- **Supplied material**
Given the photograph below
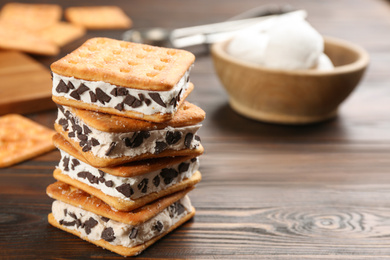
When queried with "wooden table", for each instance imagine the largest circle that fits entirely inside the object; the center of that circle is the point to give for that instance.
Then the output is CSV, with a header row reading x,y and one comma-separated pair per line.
x,y
268,191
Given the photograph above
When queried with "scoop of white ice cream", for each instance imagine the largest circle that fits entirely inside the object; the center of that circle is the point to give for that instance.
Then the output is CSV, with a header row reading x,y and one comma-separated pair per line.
x,y
324,63
285,42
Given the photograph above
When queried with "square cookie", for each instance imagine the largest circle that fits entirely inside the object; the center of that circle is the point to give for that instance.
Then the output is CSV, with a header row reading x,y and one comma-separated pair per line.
x,y
31,16
61,33
125,233
123,78
98,17
14,37
22,139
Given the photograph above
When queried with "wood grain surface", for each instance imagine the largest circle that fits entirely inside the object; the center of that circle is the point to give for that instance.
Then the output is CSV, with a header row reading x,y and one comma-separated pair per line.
x,y
268,191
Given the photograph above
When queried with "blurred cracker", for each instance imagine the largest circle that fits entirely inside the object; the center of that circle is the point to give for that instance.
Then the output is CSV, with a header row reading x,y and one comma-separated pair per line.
x,y
14,37
98,17
62,33
22,139
31,16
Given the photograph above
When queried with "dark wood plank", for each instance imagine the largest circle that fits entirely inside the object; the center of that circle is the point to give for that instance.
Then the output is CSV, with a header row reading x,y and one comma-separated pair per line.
x,y
268,191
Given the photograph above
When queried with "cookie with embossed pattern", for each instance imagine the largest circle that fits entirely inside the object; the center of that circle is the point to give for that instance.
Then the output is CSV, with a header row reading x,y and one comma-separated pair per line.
x,y
123,78
125,233
106,140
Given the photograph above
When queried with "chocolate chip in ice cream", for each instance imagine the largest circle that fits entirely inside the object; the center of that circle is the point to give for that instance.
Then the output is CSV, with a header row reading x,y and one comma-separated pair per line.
x,y
114,92
70,85
183,167
168,174
75,95
68,223
119,107
75,163
110,149
157,98
93,97
82,175
129,100
180,208
134,232
125,189
143,185
86,129
105,219
148,101
94,142
82,88
158,226
64,123
122,92
136,103
108,234
72,215
109,183
82,137
77,129
141,97
86,148
66,163
156,181
173,101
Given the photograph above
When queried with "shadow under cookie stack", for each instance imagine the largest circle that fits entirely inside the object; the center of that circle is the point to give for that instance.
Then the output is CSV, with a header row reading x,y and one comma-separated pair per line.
x,y
128,143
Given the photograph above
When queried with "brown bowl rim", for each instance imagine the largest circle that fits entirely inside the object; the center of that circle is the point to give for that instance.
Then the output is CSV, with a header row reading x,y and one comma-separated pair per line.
x,y
218,49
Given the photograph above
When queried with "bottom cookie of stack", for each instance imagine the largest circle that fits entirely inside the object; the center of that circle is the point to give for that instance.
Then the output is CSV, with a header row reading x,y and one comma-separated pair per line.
x,y
125,233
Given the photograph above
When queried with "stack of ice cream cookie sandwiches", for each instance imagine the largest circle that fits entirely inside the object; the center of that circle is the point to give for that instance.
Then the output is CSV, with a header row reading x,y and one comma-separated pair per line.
x,y
128,142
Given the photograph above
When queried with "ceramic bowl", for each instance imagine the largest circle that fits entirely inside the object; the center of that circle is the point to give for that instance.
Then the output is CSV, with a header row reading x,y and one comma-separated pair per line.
x,y
291,97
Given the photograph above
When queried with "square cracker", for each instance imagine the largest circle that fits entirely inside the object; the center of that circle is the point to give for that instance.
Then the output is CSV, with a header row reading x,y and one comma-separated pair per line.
x,y
98,17
125,170
61,33
79,198
22,139
13,37
127,205
126,64
31,16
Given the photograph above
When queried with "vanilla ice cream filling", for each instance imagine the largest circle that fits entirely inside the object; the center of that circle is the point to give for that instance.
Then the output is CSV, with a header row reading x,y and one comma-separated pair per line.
x,y
107,95
95,227
114,145
127,188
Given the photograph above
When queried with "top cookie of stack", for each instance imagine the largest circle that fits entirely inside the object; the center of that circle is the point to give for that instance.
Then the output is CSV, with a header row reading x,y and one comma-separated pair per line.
x,y
147,83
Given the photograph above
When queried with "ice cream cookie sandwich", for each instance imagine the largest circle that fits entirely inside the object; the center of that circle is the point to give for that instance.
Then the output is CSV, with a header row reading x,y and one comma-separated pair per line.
x,y
123,78
127,186
108,140
125,233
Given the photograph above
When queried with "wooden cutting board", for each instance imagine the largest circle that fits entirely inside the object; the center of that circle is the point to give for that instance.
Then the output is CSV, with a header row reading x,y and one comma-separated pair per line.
x,y
25,85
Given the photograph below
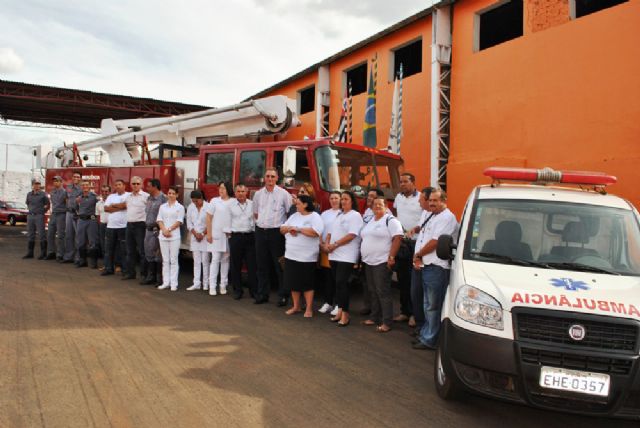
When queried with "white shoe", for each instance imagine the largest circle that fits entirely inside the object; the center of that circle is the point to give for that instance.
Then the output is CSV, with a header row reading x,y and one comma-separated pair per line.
x,y
325,308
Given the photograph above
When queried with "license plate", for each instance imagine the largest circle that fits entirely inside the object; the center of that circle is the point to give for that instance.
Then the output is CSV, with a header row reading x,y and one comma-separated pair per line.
x,y
575,381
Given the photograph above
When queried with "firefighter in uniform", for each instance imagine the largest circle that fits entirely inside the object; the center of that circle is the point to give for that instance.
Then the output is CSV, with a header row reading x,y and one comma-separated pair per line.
x,y
73,191
57,220
87,229
38,204
151,243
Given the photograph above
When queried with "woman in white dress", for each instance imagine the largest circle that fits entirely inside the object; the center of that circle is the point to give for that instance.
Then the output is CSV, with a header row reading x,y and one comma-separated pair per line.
x,y
197,227
170,218
218,229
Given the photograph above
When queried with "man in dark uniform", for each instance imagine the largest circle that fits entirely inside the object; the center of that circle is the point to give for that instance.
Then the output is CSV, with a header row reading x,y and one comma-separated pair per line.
x,y
57,219
87,228
73,191
151,243
38,204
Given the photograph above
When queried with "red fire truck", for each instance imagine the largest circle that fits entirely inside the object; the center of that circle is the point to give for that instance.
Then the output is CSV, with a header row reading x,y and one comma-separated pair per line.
x,y
190,153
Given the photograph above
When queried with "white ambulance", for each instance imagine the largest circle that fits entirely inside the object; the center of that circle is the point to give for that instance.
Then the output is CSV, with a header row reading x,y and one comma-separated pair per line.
x,y
543,305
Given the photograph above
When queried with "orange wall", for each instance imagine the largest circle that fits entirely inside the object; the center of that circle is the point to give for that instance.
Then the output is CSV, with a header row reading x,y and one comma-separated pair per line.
x,y
416,117
567,97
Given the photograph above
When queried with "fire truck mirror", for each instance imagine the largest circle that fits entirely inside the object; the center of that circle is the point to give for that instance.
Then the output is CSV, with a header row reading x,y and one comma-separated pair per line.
x,y
289,162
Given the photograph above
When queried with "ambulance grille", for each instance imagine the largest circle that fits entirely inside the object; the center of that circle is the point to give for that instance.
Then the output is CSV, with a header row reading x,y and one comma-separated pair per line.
x,y
541,326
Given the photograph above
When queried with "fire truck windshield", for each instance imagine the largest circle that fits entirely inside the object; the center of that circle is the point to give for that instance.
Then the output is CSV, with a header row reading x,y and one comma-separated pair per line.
x,y
345,169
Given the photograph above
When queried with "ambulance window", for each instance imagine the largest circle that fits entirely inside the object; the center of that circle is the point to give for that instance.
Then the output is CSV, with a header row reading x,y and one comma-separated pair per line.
x,y
219,167
303,173
252,167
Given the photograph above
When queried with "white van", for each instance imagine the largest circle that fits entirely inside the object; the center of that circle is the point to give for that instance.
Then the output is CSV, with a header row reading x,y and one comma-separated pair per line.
x,y
543,305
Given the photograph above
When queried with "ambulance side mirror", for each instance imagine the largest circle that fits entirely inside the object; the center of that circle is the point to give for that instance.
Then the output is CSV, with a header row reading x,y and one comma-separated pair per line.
x,y
289,162
445,247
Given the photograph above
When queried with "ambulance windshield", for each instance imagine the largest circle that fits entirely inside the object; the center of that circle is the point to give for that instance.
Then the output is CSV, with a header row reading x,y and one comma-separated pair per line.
x,y
344,169
555,235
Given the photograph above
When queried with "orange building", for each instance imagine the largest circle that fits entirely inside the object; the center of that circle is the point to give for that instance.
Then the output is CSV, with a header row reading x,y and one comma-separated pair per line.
x,y
511,83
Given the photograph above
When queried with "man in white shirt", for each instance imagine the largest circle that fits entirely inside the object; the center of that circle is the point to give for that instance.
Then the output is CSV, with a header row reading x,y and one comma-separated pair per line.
x,y
242,242
270,207
408,210
136,203
435,271
115,237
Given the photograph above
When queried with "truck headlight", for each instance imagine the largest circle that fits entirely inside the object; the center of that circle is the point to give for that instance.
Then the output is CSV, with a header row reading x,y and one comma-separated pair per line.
x,y
478,307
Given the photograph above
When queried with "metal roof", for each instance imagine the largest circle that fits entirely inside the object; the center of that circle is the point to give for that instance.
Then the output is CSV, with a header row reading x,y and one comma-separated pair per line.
x,y
73,107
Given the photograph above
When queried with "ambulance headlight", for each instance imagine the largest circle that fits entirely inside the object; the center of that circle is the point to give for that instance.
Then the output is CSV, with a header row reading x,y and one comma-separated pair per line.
x,y
477,307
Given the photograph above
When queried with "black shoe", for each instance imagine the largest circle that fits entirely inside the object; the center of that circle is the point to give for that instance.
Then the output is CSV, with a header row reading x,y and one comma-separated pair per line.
x,y
422,347
282,302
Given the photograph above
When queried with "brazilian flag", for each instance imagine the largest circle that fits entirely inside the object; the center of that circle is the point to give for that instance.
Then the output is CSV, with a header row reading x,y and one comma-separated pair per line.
x,y
369,129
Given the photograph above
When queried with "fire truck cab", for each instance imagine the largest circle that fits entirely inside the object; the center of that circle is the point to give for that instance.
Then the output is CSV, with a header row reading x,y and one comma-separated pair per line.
x,y
543,305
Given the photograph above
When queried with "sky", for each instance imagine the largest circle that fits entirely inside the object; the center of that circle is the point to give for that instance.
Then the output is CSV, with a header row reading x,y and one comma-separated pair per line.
x,y
212,53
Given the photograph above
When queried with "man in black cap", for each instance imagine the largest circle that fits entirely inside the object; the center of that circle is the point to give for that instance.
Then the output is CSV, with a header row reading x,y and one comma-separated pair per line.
x,y
38,204
57,219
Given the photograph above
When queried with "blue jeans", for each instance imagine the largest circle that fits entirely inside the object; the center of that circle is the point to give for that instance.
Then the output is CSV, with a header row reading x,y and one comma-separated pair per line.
x,y
435,280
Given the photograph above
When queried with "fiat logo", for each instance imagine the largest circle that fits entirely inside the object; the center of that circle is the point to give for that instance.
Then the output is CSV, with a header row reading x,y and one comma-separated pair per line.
x,y
577,332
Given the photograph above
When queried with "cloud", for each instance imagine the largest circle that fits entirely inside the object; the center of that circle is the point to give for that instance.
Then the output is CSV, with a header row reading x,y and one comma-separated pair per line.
x,y
10,62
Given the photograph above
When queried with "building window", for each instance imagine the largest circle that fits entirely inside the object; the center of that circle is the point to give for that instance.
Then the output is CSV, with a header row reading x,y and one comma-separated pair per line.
x,y
585,7
358,77
499,24
252,167
219,167
307,99
410,56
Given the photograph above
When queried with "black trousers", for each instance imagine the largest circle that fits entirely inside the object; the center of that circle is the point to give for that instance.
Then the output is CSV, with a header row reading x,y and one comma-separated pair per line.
x,y
341,272
243,251
135,247
114,243
269,250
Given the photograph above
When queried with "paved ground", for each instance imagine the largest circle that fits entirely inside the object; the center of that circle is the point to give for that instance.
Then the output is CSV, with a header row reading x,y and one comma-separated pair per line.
x,y
79,350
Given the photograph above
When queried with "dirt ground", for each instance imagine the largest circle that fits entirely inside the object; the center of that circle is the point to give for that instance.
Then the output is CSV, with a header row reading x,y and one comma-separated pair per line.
x,y
81,350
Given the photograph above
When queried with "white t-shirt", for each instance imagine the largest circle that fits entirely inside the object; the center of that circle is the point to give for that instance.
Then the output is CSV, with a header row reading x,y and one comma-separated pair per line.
x,y
168,215
376,239
346,224
220,224
136,206
327,218
443,223
408,210
118,219
197,220
303,248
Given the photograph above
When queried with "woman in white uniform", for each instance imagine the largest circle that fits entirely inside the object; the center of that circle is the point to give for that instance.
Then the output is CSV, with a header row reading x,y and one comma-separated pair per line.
x,y
218,227
197,227
302,245
170,218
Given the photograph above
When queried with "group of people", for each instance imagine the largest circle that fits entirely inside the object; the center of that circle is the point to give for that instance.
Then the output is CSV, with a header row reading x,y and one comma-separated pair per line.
x,y
282,239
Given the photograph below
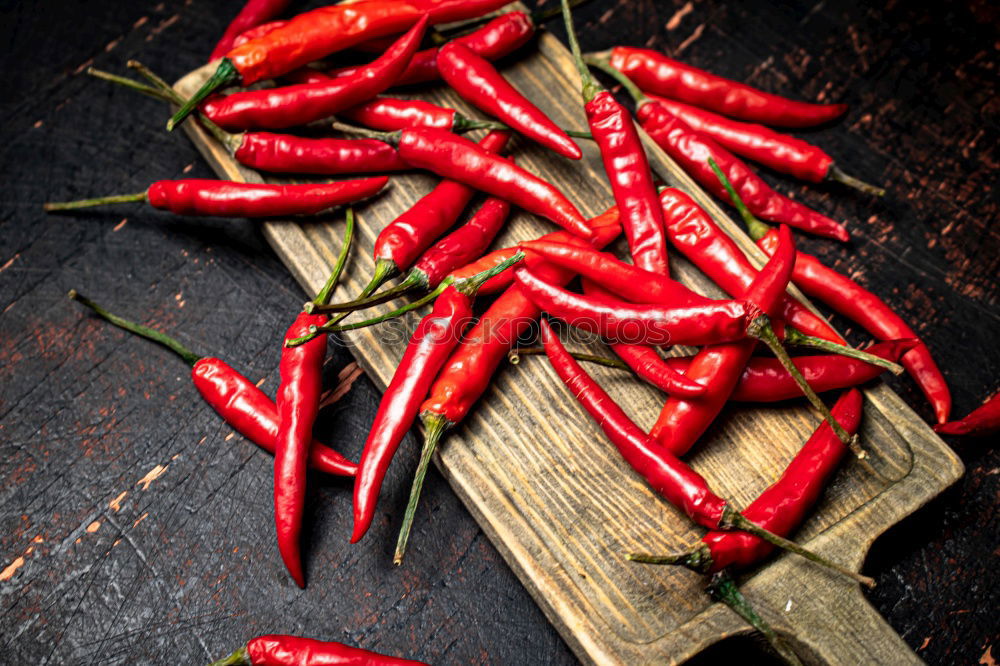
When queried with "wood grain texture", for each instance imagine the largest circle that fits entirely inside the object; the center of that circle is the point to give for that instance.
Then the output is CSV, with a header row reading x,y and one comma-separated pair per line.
x,y
559,504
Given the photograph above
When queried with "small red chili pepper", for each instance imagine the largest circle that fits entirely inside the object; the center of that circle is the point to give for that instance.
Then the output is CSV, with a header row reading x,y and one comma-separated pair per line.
x,y
234,397
280,650
480,84
318,33
223,198
656,73
982,421
254,13
300,104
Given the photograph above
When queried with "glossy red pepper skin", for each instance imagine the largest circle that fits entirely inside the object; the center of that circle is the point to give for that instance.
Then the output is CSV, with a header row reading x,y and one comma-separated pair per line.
x,y
984,420
765,380
696,235
631,180
253,414
497,38
479,83
459,159
289,106
692,151
783,506
315,34
430,345
654,72
718,367
775,150
278,650
847,297
254,13
668,476
714,323
285,153
230,199
298,398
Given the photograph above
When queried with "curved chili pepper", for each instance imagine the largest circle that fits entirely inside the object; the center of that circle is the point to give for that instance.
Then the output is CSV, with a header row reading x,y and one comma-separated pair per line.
x,y
763,145
656,73
984,420
223,198
289,106
254,13
234,397
479,83
280,650
315,34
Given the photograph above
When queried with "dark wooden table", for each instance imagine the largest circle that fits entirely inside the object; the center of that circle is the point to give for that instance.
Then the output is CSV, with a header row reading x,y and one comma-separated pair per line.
x,y
136,526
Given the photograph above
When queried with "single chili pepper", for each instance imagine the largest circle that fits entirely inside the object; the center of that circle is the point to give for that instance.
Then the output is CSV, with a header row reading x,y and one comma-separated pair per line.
x,y
234,397
254,13
782,506
691,150
223,198
479,83
432,342
626,166
280,650
850,299
293,105
656,73
775,150
668,475
316,34
984,420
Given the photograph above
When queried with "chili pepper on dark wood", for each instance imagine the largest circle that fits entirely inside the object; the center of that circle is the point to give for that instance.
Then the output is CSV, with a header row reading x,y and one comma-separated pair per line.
x,y
289,106
254,13
479,83
654,72
234,397
280,650
316,34
223,198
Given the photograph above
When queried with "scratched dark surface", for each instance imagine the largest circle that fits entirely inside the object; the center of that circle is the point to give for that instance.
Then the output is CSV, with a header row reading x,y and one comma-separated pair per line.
x,y
134,526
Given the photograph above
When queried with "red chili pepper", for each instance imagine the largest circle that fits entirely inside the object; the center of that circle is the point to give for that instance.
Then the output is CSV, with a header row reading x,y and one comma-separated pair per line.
x,y
982,421
761,144
234,397
279,650
223,198
300,104
316,34
656,73
254,13
480,84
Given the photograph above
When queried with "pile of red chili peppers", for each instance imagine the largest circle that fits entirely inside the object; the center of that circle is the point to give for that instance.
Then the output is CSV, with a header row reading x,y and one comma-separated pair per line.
x,y
706,123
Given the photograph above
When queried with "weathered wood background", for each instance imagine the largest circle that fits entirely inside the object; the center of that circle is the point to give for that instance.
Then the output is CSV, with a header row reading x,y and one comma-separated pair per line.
x,y
115,479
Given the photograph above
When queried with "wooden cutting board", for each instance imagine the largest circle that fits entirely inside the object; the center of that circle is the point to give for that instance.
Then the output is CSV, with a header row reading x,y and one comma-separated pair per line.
x,y
554,496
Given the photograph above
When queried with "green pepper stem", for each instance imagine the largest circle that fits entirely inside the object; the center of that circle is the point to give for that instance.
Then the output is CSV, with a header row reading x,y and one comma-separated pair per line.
x,y
144,331
100,201
435,426
722,588
324,294
225,74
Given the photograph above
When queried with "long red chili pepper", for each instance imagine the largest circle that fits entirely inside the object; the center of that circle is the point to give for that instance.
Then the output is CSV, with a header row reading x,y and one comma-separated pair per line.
x,y
223,198
626,165
303,103
316,34
234,397
656,73
775,150
984,420
280,650
480,84
254,13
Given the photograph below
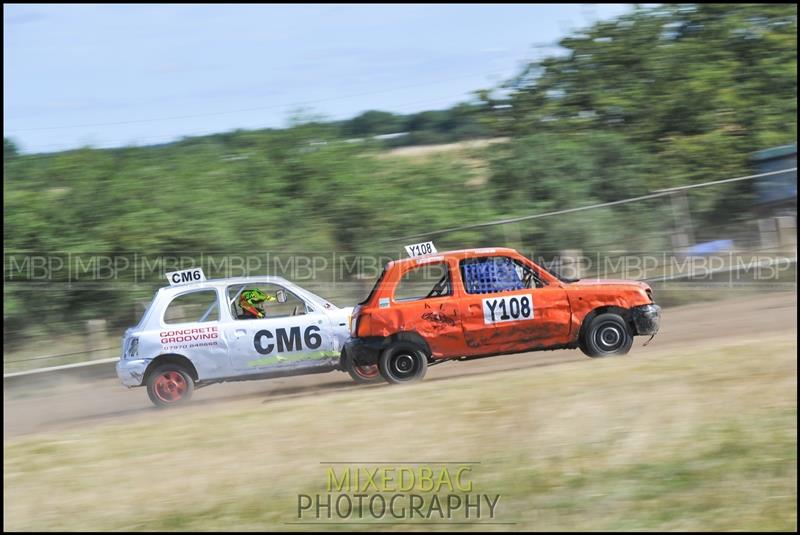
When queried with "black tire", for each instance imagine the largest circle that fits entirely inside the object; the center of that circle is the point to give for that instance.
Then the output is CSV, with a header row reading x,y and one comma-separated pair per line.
x,y
606,335
403,362
368,374
169,385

- **What is required**
Extract every line above that contains the word "surface". Case counts.

- **Answer to this exercise**
When queried with "wood grain surface", for each instance imagine the largest circle that fits entirely inside the object; the center of that circle is the point to give for that instance.
When queried with "scratched dark surface", for each instance imagine the largest circle that fits entirely inside the object; the center of that circle is the point to give for that instance.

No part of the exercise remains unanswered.